Man kann ihm nicht entrinnen. Wir treffen ihn in der U-Bahn, auf der Straße, im Büro und im Supermarkt. Wir holen ihn am Bahnsteig, beim Bäcker und bei McDonald's: den Coffee to go. Dabei ist es erst ein paar Jahre her, dass der Kaffee zum Mitnehmen seinen Siegeszug durch die deutschen Städte angetreten hat. Wie hat er sich so entschlossen durchgesetzt?
Die Geschichte des Coffee to go
Wer hat den Coffee to go erfunden?
Nein, Starbucks hat nichts mit der Erfindung des Coffee to go zu tun. Wenn man so will, war das Lawrence Luellen. Anfang des 20. Jahrhunderts erfand er den Einwegbecher - für Wasser, nicht für Kaffee. Das hatte vor allem hygienische Gründe. Früher trank man Wasser aus öffentlichen Hähnen und aus gemeinschaftlich benutzten Metallbechern. Die Folge war, dass sich Bakterien und Viren fröhlich unter den Menschen verbreiten konnten - bestimmt hat nicht jeder den Becher nach dem Benutzen abgespült. Daher also die Idee: ein Becher zum Wegwerfen.
Der Siegeszug des Coffee to go
Wie bei jeder genialen Erfindung waren die Menschen am Anfang nicht davon begeistert. Erst während der Spanischen Grippe zehn Jahre später, die weltweit Millionen Todesopfer forderte, griff man vermehrt auf den Einwegbecher zurück. So wurde die Spanische Grippe ungeplant zur Marketing-Kampagne und von diesem Moment an verbreitete sich der Einwegbecher in den kommenden Jahrzehnten immer weiter.
Kaffee setzte sich als Genussmittel für breite Bevölkerungsschichten nach dem Zweiten Weltkrieg durch. Bald kam die Imbisskette "7-Eleven" in New York auf die Idee, heiße Getränke in Einwegbechern zum Mitnehmen anzubieten. Gewissermaßen ist das die tatsächliche Geburtsstunde des Coffee to go, mit Bechern noch aus Styropor, nicht aus Plastik oder Pappe.
___
▸ Aufgaben
[1] Beantworten Sie anhand des Textes zum Coffee to go diese Fragen:
(a) Wer erfand den Einwegbecher?
(b) Während welches Ereignisses griff man vermehrt auf den Einwegbecher zurück?
(c) Aus welchem Material waren die Becher, in denen „7-Eleven" heiße Getränke zum Mitnehmen anbot?
[2] Fassen Sie im Text zum Coffee to go den Absatz, der mit „Wie bei jeder genialen Erfindung" beginnt, kürzer zusammen und behalten Sie dabei seine wesentlichen Fakten.
[3] Schreiben Sie bitte aus dem Text zum Coffee to go den Abschnitt ab, der mit den Worten „Der Siegeszug des" beginnt und mit „Plastik oder Pappe." endet.
Die Einträge sind eigenständiges Material.

▸ Datensatz
___
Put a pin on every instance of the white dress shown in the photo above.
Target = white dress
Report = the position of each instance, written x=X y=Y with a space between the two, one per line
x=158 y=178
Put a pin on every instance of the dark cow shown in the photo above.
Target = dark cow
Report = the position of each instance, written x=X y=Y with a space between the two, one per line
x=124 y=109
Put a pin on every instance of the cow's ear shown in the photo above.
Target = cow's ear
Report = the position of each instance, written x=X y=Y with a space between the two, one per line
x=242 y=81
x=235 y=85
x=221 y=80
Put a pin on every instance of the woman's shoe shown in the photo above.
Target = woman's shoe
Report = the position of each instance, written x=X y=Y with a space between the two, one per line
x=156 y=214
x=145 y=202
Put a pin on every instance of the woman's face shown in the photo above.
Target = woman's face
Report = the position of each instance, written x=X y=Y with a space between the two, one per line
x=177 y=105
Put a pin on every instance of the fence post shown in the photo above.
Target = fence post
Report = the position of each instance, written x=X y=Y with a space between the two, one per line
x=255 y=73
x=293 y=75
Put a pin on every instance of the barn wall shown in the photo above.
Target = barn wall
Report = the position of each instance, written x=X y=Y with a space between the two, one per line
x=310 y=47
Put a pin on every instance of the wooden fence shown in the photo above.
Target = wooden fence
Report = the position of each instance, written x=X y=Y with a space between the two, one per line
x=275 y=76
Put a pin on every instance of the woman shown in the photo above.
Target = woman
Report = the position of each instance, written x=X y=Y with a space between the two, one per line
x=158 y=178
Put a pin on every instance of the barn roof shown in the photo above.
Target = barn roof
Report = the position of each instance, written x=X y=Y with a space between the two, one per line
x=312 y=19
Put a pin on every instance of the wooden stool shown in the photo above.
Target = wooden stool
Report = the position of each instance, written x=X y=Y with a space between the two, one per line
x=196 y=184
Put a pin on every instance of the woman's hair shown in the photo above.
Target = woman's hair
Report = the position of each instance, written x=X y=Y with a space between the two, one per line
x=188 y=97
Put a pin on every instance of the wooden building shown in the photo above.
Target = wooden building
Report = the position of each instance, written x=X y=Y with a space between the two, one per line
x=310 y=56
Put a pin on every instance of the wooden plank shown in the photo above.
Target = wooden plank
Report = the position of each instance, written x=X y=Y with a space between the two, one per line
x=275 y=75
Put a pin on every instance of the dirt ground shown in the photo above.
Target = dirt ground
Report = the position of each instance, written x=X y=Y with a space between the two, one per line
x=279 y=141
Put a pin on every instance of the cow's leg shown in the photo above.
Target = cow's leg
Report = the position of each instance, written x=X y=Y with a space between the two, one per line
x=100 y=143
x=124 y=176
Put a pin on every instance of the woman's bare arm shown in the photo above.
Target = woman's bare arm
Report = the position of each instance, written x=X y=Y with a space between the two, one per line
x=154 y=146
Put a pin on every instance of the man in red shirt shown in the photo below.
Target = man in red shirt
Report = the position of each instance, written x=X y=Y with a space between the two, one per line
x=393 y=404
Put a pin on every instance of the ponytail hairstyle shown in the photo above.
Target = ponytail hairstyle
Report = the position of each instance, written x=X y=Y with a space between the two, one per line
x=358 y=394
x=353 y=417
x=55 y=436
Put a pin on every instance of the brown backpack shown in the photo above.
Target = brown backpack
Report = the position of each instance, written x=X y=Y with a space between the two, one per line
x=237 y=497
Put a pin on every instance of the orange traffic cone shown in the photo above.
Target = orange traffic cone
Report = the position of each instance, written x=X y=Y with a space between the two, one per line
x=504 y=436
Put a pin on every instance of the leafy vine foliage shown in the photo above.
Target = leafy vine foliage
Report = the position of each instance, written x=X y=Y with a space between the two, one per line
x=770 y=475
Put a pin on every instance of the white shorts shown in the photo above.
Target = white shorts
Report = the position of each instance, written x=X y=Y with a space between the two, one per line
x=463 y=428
___
▸ Lösungen
[1]
(a) Lawrence Luellen
(b) Während der Spanischen Grippe
(c) Aus Styropor

[2] Zunächst begeisterte der Einwegbecher die Menschen nicht. Erst während der Spanischen Grippe zehn Jahre später, die weltweit Millionen Todesopfer forderte, wurde er vermehrt genutzt. Die Grippe wirkte so ungeplant als Marketing-Kampagne, und der Becher verbreitete sich in den folgenden Jahrzehnten immer weiter.

[3]
Der Siegeszug des Coffee to go
Wie bei jeder genialen Erfindung waren die Menschen am Anfang nicht davon begeistert. Erst während der Spanischen Grippe zehn Jahre später, die weltweit Millionen Todesopfer forderte, griff man vermehrt auf den Einwegbecher zurück. So wurde die Spanische Grippe ungeplant zur Marketing-Kampagne und von diesem Moment an verbreitete sich der Einwegbecher in den kommenden Jahrzehnten immer weiter.
Kaffee setzte sich als Genussmittel für breite Bevölkerungsschichten nach dem Zweiten Weltkrieg durch. Bald kam die Imbisskette "7-Eleven" in New York auf die Idee, heiße Getränke in Einwegbechern zum Mitnehmen anzubieten. Gewissermaßen ist das die tatsächliche Geburtsstunde des Coffee to go, mit Bechern noch aus Styropor, nicht aus Plastik oder Pappe.